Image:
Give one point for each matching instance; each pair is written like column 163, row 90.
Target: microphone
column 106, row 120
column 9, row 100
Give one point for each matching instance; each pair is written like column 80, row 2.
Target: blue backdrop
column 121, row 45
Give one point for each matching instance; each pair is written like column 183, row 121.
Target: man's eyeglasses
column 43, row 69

━━━━━━━━

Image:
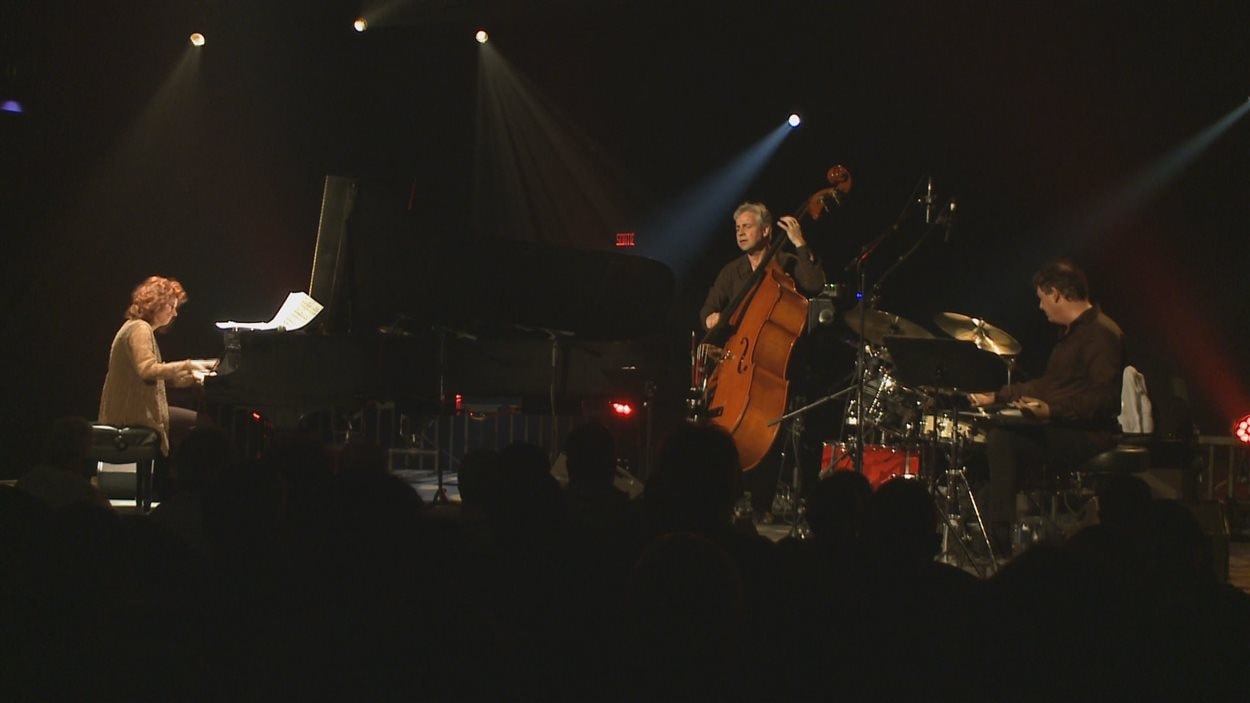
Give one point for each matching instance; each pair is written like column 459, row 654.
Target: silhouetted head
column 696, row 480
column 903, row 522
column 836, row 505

━━━━━━━━

▸ **Task brief**
How many lines of the material above contain the string "like", counting only matches with the same capitalization? Reply with the number alone.

▸ **Output of the task**
4